Data supplied section start

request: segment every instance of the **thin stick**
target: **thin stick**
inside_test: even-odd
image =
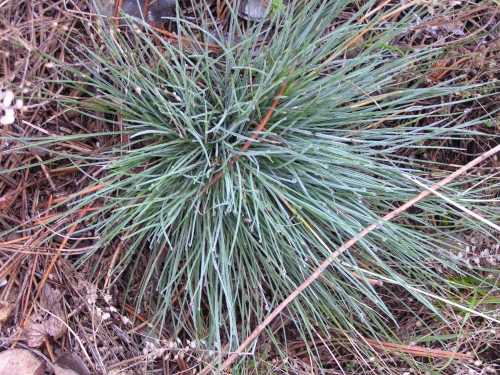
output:
[[[55,199],[52,200],[52,203],[56,204],[56,203],[63,202],[65,200],[69,200],[69,199],[78,197],[80,195],[85,195],[85,194],[88,194],[88,193],[92,193],[92,192],[94,192],[96,190],[102,189],[106,185],[109,185],[109,182],[105,182],[103,184],[99,184],[99,185],[96,185],[96,186],[91,186],[88,189],[85,189],[85,190],[82,190],[82,191],[78,191],[78,192],[73,193],[73,194],[65,195],[64,197],[55,198]],[[45,207],[46,207],[46,204],[44,204],[44,203],[40,203],[38,205],[38,208],[45,208]]]
[[[461,174],[465,173],[472,167],[474,167],[476,164],[481,163],[484,161],[486,158],[489,158],[490,156],[496,154],[497,152],[500,151],[500,145],[496,146],[495,148],[491,149],[488,152],[485,152],[481,156],[478,156],[474,160],[472,160],[470,163],[467,165],[463,166],[462,168],[456,170],[452,174],[450,174],[448,177],[444,178],[440,182],[438,182],[436,185],[428,188],[429,190],[424,190],[417,196],[415,196],[413,199],[409,200],[405,204],[403,204],[401,207],[398,207],[394,211],[390,212],[389,214],[385,215],[382,219],[379,220],[379,223],[383,223],[385,221],[389,221],[402,212],[406,211],[408,208],[422,200],[423,198],[427,197],[431,192],[438,190],[440,187],[443,187],[444,185],[450,183],[453,181],[455,178],[460,176]],[[248,336],[248,338],[240,345],[236,351],[231,354],[228,359],[222,363],[221,368],[219,371],[223,371],[224,369],[228,368],[235,360],[238,358],[240,352],[245,350],[245,348],[252,343],[252,341],[271,323],[271,321],[276,318],[285,307],[287,307],[290,302],[292,302],[297,296],[304,291],[309,285],[311,285],[322,273],[323,271],[334,261],[336,260],[340,254],[342,254],[344,251],[349,249],[351,246],[353,246],[355,243],[357,243],[360,238],[365,237],[367,234],[369,234],[371,231],[373,231],[379,223],[371,224],[369,227],[358,233],[356,237],[351,238],[349,241],[344,243],[341,247],[337,249],[332,255],[330,255],[321,265],[307,278],[306,281],[304,281],[295,291],[293,291],[283,302],[281,302],[276,309],[273,310],[271,314],[255,328],[255,330]]]
[[[415,178],[413,178],[412,176],[406,174],[406,173],[402,173],[403,177],[406,177],[407,179],[409,179],[410,181],[413,181],[414,183],[416,183],[417,185],[425,188],[425,189],[428,189],[430,190],[430,187],[421,183],[420,181],[417,181]],[[458,208],[459,210],[462,210],[464,212],[466,212],[467,214],[469,214],[470,216],[476,218],[477,220],[479,221],[482,221],[483,223],[485,223],[486,225],[489,225],[490,227],[492,228],[495,228],[497,231],[500,232],[500,225],[497,225],[495,223],[492,223],[491,221],[489,220],[486,220],[484,217],[476,214],[475,212],[469,210],[468,208],[462,206],[461,204],[458,204],[457,202],[451,200],[450,198],[448,198],[446,195],[443,195],[437,191],[434,191],[434,190],[431,190],[432,194],[435,194],[437,195],[439,198],[445,200],[446,202],[448,202],[449,204],[455,206],[456,208]]]

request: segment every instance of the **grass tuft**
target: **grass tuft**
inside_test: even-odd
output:
[[[415,196],[421,187],[405,174],[430,184],[446,173],[445,163],[418,157],[422,148],[454,153],[481,136],[472,129],[484,121],[449,110],[468,103],[457,93],[480,84],[463,86],[460,76],[430,83],[440,48],[398,45],[427,12],[419,2],[371,17],[363,16],[374,1],[291,2],[253,24],[237,22],[234,3],[225,33],[175,17],[178,37],[168,39],[138,20],[125,30],[140,32],[119,32],[102,19],[106,26],[88,29],[93,46],[68,39],[75,64],[53,61],[58,85],[91,98],[58,102],[106,128],[85,134],[102,140],[90,157],[52,151],[51,162],[92,181],[90,193],[60,204],[74,218],[61,230],[79,220],[74,235],[99,238],[77,264],[103,259],[118,241],[111,279],[134,276],[125,289],[139,287],[136,311],[147,305],[155,328],[226,352],[333,250]],[[431,98],[441,104],[426,104]],[[469,176],[442,192],[494,222],[481,182]],[[470,230],[491,233],[428,196],[342,253],[289,305],[283,329],[268,333],[282,343],[300,336],[320,366],[318,336],[354,341],[355,356],[376,362],[364,339],[402,344],[387,304],[397,288],[446,323],[442,301],[429,295],[453,300],[459,286],[442,269],[481,280],[459,257],[459,233]],[[140,262],[146,272],[137,278]]]

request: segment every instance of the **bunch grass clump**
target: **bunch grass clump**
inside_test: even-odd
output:
[[[67,215],[96,208],[79,230],[94,231],[98,246],[78,262],[103,257],[119,239],[115,270],[133,275],[139,255],[147,259],[135,302],[149,296],[156,327],[228,351],[345,241],[415,196],[420,188],[403,173],[425,181],[444,168],[415,160],[422,145],[453,152],[479,135],[471,129],[481,121],[446,110],[470,87],[428,85],[438,48],[394,44],[426,12],[416,1],[366,18],[373,1],[357,9],[297,1],[248,24],[238,21],[237,3],[226,4],[224,33],[209,28],[206,12],[200,24],[172,18],[175,40],[138,20],[118,32],[103,19],[99,32],[88,30],[93,46],[69,39],[76,64],[54,61],[57,84],[93,98],[60,103],[105,122],[105,133],[85,137],[110,139],[92,157],[56,157],[95,187],[65,202]],[[351,18],[335,24],[346,7]],[[420,104],[434,97],[442,104]],[[96,166],[99,177],[87,172]],[[459,200],[467,189],[471,206],[483,196],[475,182],[443,192]],[[433,195],[379,224],[289,306],[304,340],[342,332],[398,342],[382,298],[394,286],[445,319],[428,295],[452,295],[454,285],[432,265],[474,276],[447,243],[456,232],[488,232]],[[286,330],[280,335],[286,340]]]

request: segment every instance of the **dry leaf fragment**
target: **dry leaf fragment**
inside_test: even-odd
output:
[[[61,353],[52,367],[55,375],[92,375],[75,352]]]
[[[250,21],[261,21],[267,15],[267,1],[246,0],[240,3],[238,15]]]
[[[45,362],[26,349],[10,349],[0,353],[0,374],[43,375]]]
[[[52,367],[52,371],[54,371],[54,375],[80,375],[69,368],[59,366],[55,363],[52,363],[50,366]]]
[[[8,301],[0,300],[0,324],[5,322],[12,312],[14,305]]]
[[[83,280],[81,281],[81,283],[79,282],[78,285],[82,288],[85,288],[85,300],[87,301],[87,303],[90,305],[95,305],[97,301],[97,287],[92,283],[89,283],[88,281],[84,282]]]

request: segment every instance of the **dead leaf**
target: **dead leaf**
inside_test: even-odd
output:
[[[45,362],[26,349],[10,349],[0,353],[0,374],[43,375]]]
[[[52,367],[54,367],[55,375],[92,375],[75,352],[61,353]]]
[[[238,15],[250,21],[261,21],[267,14],[268,2],[264,0],[244,0],[240,3]]]
[[[43,287],[42,296],[40,297],[40,307],[51,312],[51,314],[46,313],[45,333],[56,340],[66,333],[61,297],[62,293],[59,290],[47,284]]]
[[[104,0],[102,1],[103,6],[98,6],[97,11],[101,14],[104,13],[104,16],[106,16],[106,13],[113,15],[116,7],[120,5],[120,10],[129,16],[144,19],[149,24],[156,26],[164,24],[166,17],[175,15],[175,0],[149,0],[147,6],[145,3],[145,0],[123,0],[120,2]],[[120,14],[120,12],[117,12],[118,16]]]
[[[57,289],[49,285],[43,287],[40,306],[35,308],[23,331],[26,343],[32,348],[42,345],[49,336],[57,340],[66,333],[61,296]]]
[[[23,331],[23,338],[28,346],[38,348],[45,341],[44,319],[37,313],[33,312],[26,322]]]

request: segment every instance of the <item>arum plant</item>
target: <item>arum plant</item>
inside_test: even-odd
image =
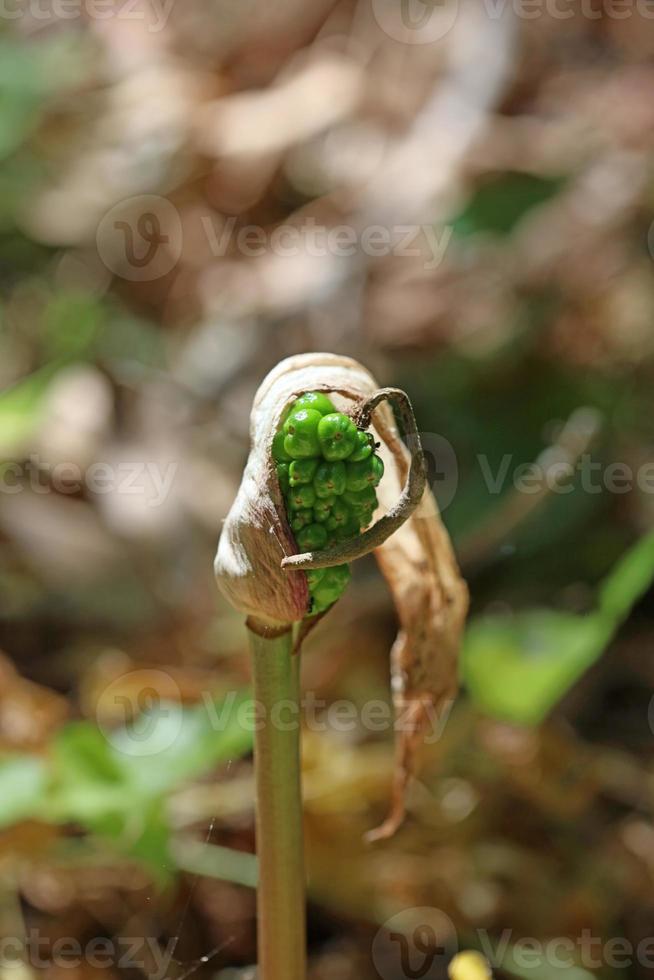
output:
[[[398,429],[402,430],[402,437]],[[374,552],[400,632],[391,651],[402,713],[390,813],[370,840],[404,817],[417,749],[434,710],[451,703],[467,591],[434,498],[407,395],[379,388],[358,362],[334,354],[282,361],[257,391],[251,450],[225,520],[218,585],[246,617],[254,696],[261,980],[306,972],[299,726],[300,646],[330,612],[349,563]],[[376,519],[375,519],[376,518]]]

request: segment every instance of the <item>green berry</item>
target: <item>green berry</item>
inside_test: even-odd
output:
[[[352,511],[342,500],[336,500],[332,507],[331,515],[327,519],[327,530],[335,531],[337,527],[344,527],[352,519]]]
[[[373,513],[374,511],[372,510],[372,508],[370,510],[359,511],[359,513],[357,514],[357,520],[359,522],[359,531],[361,531],[363,528],[368,527],[368,525],[372,523]]]
[[[370,495],[369,491],[371,491]],[[346,491],[343,494],[343,500],[350,507],[360,526],[368,527],[378,503],[377,494],[372,487],[366,487],[365,490],[360,490],[358,493]]]
[[[322,551],[370,523],[384,472],[374,450],[373,436],[322,392],[306,392],[289,405],[272,456],[299,550]],[[333,605],[349,579],[348,565],[309,570],[310,614]]]
[[[272,441],[272,457],[276,463],[290,463],[291,457],[284,449],[286,434],[282,429],[275,433]]]
[[[320,412],[321,415],[329,415],[336,411],[333,402],[321,391],[307,391],[306,395],[301,395],[297,401],[293,402],[294,412],[301,408],[312,408],[314,411]]]
[[[303,551],[320,551],[327,544],[324,524],[309,524],[297,533],[297,543]]]
[[[377,494],[371,486],[367,486],[363,490],[346,490],[343,494],[343,500],[355,514],[361,510],[373,511],[377,506]]]
[[[332,412],[331,415],[323,415],[320,419],[318,439],[322,455],[326,460],[333,462],[338,459],[347,459],[357,445],[357,429],[352,419],[349,419],[347,415],[343,415],[341,412]]]
[[[318,497],[313,505],[313,516],[315,520],[321,524],[323,521],[326,521],[332,512],[335,500],[336,497]]]
[[[304,510],[294,510],[292,515],[291,530],[293,531],[301,531],[303,527],[307,527],[313,521],[313,511],[308,507]]]
[[[313,478],[317,497],[333,497],[345,490],[345,463],[319,463]]]
[[[371,459],[362,459],[359,463],[349,460],[345,467],[345,489],[348,493],[358,493],[370,486]],[[292,464],[291,464],[292,465]]]
[[[356,534],[361,531],[361,523],[358,517],[351,514],[349,520],[336,529],[336,538],[338,541],[346,541],[348,538],[353,538]]]
[[[313,507],[316,502],[316,493],[312,486],[303,483],[299,487],[291,487],[287,502],[291,510],[304,510]]]
[[[374,448],[375,440],[372,435],[369,432],[364,432],[363,429],[357,429],[356,446],[351,455],[348,456],[348,460],[359,463],[362,459],[368,459],[369,456],[372,456]]]
[[[287,494],[289,491],[289,477],[288,477],[288,463],[278,463],[275,467],[277,471],[277,479],[279,480],[279,486],[283,494]]]
[[[348,459],[345,464],[345,472],[346,489],[356,492],[365,490],[366,487],[378,486],[384,475],[384,464],[379,456],[369,456],[368,459],[362,459],[355,463]]]
[[[313,610],[320,612],[336,602],[343,595],[349,581],[350,568],[348,565],[335,565],[333,568],[326,568],[325,574],[313,591]]]
[[[317,467],[317,459],[294,459],[288,467],[290,485],[297,487],[301,483],[311,483]]]
[[[326,416],[329,418],[329,416]],[[284,449],[292,459],[306,459],[320,455],[318,423],[322,421],[320,412],[311,408],[301,408],[291,412],[284,422]]]
[[[381,456],[378,456],[376,453],[370,462],[372,464],[372,478],[370,480],[370,486],[378,487],[381,483],[381,478],[384,475],[384,462]]]

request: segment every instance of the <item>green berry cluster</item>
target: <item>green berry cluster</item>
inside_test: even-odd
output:
[[[370,433],[337,412],[326,395],[310,391],[293,402],[272,454],[300,551],[320,551],[370,524],[384,464]],[[342,595],[350,568],[316,568],[307,578],[314,614]]]

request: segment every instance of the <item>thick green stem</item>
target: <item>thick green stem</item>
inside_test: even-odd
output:
[[[300,786],[299,656],[290,630],[249,630],[260,711],[257,786],[259,980],[305,980],[306,913]]]

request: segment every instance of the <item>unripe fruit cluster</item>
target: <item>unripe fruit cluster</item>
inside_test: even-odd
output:
[[[293,402],[272,454],[300,551],[321,551],[370,524],[384,464],[372,435],[337,412],[326,395],[310,391]],[[316,568],[307,578],[314,614],[342,595],[350,568]]]

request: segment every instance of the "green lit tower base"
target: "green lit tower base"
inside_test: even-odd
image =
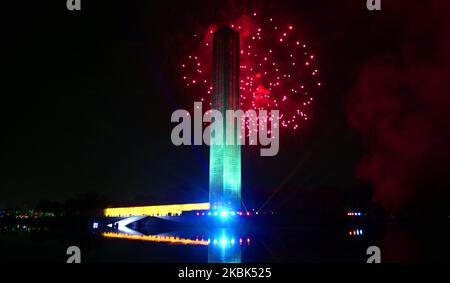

Data supplied section end

> _Problem to solve_
Give again, word for word, each line from the one holding "target: <item>unripe fruit cluster</item>" through the end of the entries, and leave out any picture.

> _Task solution_
target: <item>unripe fruit cluster</item>
inside_test: even-odd
output:
[[[293,402],[272,454],[300,551],[321,551],[370,524],[384,464],[372,435],[337,412],[326,395],[310,391]],[[316,568],[307,578],[314,614],[342,595],[350,568]]]

request: segment every instance of the "green lit tower base"
target: "green lit tower base"
inside_test: even-odd
image =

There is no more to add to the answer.